Task description: Pick out every line of the material below that contains the word "eyeglasses", and copy each one.

Dataset records:
--- BEGIN ---

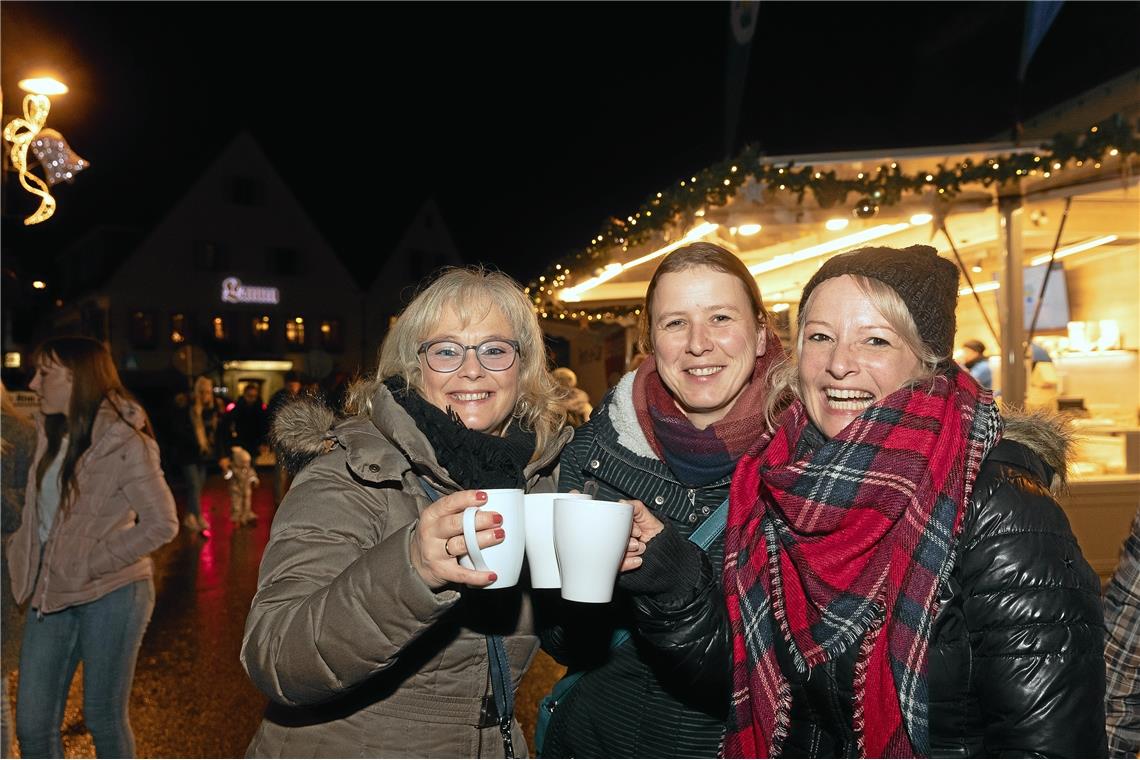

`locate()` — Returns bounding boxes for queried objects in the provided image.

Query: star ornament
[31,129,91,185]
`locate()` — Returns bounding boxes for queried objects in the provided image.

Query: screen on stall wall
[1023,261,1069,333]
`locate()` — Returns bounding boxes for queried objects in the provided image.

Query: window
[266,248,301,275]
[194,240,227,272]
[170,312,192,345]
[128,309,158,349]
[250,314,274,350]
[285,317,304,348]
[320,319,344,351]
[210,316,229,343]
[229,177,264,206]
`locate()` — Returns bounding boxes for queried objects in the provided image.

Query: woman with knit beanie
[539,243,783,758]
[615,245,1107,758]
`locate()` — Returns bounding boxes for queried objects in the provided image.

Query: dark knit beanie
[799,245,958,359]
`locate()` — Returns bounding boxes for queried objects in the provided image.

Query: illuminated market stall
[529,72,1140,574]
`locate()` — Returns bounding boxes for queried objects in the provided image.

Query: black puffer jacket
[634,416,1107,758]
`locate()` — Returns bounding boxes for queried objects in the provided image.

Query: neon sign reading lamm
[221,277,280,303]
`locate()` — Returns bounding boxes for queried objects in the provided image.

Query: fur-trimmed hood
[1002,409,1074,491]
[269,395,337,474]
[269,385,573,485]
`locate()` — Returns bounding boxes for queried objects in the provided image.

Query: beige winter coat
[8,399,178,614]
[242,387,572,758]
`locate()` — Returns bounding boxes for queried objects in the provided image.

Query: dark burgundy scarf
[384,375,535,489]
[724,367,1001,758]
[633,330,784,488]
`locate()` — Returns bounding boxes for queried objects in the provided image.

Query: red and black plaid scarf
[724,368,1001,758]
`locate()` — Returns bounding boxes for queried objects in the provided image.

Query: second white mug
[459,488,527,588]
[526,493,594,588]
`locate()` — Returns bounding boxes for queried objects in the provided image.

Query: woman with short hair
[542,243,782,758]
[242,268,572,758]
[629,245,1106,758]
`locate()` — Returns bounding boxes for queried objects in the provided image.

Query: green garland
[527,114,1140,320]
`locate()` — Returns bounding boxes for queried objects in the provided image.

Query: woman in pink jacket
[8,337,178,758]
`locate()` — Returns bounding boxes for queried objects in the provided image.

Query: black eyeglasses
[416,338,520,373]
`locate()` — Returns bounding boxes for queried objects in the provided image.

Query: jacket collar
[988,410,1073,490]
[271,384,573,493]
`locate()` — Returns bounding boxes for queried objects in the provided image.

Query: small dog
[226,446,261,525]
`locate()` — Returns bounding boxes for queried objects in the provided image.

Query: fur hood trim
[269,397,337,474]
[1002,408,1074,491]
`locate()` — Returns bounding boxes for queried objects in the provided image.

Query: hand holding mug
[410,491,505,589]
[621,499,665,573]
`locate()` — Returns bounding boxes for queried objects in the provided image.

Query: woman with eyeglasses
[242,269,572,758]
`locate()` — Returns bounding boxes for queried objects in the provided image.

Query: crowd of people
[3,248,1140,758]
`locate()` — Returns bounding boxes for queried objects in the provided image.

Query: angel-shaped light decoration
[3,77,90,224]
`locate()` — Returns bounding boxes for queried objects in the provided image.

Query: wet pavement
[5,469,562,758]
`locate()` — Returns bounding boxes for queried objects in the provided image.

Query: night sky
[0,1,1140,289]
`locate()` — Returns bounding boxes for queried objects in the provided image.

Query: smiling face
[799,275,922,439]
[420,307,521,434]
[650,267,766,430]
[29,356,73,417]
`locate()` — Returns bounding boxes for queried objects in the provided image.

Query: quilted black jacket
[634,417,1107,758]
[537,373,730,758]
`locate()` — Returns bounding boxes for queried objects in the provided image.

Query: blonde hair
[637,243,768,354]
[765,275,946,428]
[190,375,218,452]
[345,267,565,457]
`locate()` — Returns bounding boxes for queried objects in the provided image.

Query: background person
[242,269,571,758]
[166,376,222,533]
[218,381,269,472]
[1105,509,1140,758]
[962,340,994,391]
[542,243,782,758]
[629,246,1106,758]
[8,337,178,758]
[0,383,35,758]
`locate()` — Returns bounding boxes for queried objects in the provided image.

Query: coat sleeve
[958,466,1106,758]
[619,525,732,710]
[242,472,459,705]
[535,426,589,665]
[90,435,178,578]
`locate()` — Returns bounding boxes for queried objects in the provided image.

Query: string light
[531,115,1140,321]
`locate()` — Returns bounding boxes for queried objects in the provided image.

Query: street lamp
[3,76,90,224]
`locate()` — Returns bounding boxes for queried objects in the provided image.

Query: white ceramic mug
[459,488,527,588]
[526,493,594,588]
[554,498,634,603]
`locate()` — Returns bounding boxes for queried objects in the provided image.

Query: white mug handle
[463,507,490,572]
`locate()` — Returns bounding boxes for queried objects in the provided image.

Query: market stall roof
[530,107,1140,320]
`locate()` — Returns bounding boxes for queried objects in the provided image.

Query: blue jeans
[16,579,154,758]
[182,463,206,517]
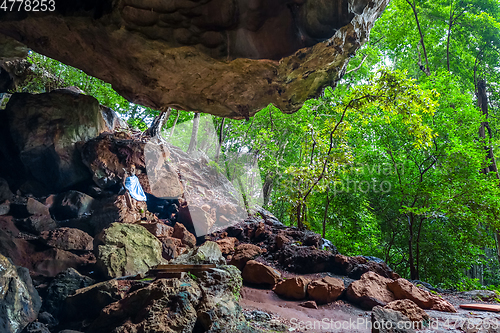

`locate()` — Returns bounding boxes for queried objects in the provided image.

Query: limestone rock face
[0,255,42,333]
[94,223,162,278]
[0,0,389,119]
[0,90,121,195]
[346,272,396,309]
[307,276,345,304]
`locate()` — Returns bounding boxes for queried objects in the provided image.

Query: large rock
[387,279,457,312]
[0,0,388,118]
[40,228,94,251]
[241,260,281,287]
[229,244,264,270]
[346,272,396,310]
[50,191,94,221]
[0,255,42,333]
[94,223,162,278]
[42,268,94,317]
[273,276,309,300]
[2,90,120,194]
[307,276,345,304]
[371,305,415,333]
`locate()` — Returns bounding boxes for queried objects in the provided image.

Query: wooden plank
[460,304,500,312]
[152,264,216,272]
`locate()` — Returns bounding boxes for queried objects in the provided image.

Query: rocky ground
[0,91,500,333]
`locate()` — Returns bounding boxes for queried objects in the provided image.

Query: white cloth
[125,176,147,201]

--- END ---
--- BEGIN ---

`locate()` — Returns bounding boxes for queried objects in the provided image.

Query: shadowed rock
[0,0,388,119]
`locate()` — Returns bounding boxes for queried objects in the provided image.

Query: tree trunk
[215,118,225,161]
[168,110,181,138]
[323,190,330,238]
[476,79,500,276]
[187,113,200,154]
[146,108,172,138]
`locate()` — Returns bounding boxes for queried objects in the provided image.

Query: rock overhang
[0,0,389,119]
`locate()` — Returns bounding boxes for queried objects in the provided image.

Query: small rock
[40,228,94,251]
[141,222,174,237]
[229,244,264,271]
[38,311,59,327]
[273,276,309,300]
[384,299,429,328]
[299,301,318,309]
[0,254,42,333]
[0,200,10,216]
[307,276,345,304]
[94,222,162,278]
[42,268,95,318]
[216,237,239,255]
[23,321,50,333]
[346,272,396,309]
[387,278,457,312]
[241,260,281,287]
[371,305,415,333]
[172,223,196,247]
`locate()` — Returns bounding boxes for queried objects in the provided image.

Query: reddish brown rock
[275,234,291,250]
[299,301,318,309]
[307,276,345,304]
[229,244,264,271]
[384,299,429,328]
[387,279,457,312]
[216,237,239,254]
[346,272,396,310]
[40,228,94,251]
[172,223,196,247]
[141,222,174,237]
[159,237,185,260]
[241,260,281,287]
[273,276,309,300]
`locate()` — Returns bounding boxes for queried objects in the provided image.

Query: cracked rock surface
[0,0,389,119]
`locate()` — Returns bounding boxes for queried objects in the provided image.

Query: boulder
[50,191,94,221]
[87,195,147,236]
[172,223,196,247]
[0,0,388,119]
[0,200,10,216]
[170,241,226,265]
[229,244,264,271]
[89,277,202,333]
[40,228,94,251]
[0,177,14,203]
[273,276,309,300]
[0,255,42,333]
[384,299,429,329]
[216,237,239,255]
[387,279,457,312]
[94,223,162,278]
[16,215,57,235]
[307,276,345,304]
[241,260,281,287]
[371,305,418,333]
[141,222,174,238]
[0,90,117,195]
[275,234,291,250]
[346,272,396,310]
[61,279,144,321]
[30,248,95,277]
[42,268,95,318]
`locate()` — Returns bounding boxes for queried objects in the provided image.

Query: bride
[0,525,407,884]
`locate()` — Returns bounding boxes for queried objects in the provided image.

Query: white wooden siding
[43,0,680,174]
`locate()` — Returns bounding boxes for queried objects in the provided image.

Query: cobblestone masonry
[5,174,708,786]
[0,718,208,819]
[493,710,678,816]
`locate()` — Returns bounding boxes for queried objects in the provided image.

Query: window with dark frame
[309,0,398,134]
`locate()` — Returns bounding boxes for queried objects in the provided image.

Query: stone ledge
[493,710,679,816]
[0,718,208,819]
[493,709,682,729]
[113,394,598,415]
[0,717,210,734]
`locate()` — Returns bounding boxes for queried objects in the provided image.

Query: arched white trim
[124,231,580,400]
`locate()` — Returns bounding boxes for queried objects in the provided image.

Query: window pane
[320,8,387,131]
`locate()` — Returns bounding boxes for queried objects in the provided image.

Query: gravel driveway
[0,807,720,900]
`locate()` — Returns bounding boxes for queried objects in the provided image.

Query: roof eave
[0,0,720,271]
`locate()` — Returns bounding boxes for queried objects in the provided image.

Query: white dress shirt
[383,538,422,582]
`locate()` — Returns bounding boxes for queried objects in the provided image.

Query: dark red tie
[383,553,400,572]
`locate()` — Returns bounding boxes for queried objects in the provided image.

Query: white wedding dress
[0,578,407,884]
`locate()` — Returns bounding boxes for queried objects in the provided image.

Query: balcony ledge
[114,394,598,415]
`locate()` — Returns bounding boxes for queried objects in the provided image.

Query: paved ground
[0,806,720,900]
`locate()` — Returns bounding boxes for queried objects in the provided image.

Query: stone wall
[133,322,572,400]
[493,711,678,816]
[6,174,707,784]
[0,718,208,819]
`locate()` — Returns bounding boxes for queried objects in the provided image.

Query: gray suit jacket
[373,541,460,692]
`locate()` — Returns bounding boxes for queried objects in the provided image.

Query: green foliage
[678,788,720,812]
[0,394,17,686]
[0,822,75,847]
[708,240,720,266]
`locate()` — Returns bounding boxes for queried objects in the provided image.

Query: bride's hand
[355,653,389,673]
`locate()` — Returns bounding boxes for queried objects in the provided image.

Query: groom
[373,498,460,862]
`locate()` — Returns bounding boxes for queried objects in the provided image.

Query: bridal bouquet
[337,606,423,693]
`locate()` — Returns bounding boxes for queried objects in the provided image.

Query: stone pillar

--- END ---
--- BEGIN ---

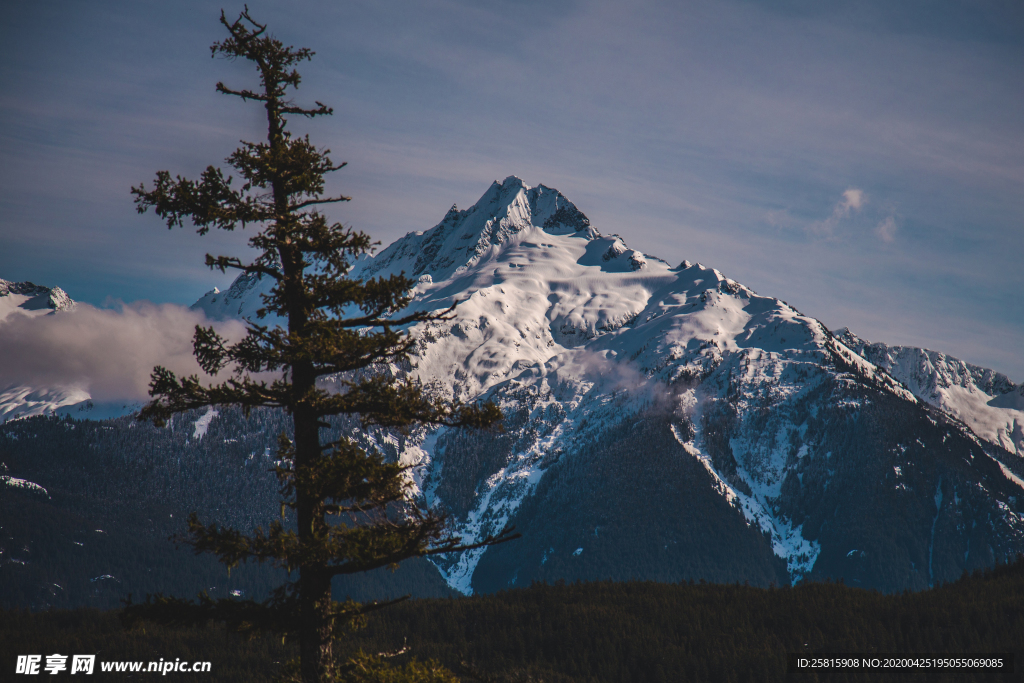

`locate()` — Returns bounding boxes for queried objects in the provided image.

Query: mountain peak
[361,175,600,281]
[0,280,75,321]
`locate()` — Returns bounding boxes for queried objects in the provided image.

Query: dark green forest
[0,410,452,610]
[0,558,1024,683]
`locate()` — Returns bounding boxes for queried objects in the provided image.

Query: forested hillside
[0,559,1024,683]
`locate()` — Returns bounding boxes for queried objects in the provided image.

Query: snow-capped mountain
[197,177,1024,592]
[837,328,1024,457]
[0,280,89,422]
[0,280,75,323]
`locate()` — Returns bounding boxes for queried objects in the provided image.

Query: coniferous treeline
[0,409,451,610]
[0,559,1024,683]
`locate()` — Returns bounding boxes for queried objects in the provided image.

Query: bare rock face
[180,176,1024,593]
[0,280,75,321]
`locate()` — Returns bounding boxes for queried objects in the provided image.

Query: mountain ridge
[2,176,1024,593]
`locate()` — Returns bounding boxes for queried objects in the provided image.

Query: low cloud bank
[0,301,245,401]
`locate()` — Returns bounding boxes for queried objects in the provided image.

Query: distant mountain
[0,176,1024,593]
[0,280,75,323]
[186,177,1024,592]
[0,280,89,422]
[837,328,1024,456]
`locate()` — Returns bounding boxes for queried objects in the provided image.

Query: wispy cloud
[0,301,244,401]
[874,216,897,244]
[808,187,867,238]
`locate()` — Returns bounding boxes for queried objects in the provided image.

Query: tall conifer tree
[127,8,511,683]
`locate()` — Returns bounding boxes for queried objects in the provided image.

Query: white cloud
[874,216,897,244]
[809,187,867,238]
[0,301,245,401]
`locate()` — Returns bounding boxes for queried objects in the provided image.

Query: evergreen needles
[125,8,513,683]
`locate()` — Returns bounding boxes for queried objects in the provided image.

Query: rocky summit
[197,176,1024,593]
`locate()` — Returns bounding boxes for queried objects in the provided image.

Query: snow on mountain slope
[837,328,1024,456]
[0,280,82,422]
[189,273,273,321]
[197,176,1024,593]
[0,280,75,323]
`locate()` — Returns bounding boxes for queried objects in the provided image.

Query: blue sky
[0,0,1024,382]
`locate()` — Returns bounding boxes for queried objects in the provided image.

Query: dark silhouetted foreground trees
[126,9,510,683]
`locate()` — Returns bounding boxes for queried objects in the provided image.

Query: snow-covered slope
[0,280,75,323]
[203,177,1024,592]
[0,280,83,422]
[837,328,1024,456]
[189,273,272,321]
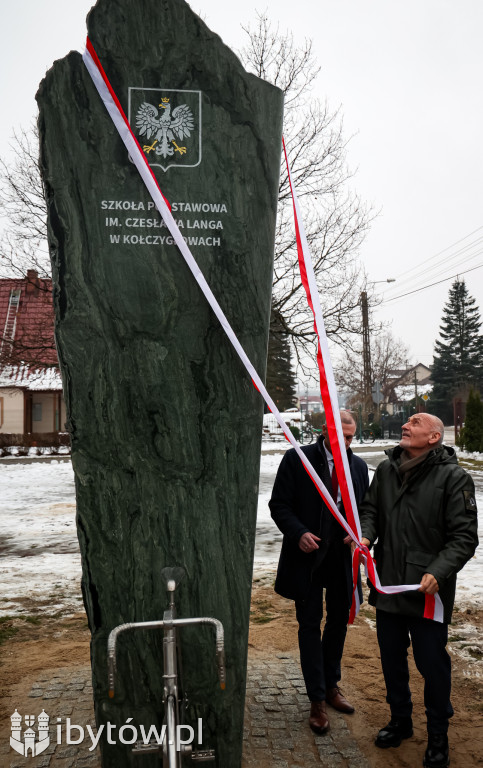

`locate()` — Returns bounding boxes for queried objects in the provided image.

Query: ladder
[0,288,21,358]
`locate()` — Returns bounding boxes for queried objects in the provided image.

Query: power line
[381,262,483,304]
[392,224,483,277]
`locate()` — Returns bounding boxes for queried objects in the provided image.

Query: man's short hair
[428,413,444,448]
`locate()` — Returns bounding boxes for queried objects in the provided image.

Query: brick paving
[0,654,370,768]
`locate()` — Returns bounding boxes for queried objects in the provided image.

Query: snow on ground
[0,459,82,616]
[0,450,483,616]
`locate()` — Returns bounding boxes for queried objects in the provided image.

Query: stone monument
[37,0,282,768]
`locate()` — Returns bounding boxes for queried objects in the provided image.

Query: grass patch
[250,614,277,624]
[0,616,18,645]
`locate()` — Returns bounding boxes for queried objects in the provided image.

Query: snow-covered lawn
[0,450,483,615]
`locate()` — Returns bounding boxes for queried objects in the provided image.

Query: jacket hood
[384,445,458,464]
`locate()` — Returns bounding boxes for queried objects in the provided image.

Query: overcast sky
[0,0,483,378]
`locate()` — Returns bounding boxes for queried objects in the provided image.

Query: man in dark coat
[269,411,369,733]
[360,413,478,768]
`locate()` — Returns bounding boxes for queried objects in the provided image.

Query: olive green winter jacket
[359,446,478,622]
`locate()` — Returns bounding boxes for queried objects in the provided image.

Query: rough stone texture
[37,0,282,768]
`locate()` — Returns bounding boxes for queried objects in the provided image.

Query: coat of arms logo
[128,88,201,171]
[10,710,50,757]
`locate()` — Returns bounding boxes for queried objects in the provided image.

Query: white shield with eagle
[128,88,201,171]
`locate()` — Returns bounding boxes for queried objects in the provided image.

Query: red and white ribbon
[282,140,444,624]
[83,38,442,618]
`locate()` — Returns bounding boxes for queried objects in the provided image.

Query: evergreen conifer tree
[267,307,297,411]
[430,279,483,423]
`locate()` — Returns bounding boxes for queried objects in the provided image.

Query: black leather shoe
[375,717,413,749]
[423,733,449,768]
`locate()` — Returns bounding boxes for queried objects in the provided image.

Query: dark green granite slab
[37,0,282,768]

--- END ---

Solved problem:
Query: black eyeglasses
Query: woman with eyeglasses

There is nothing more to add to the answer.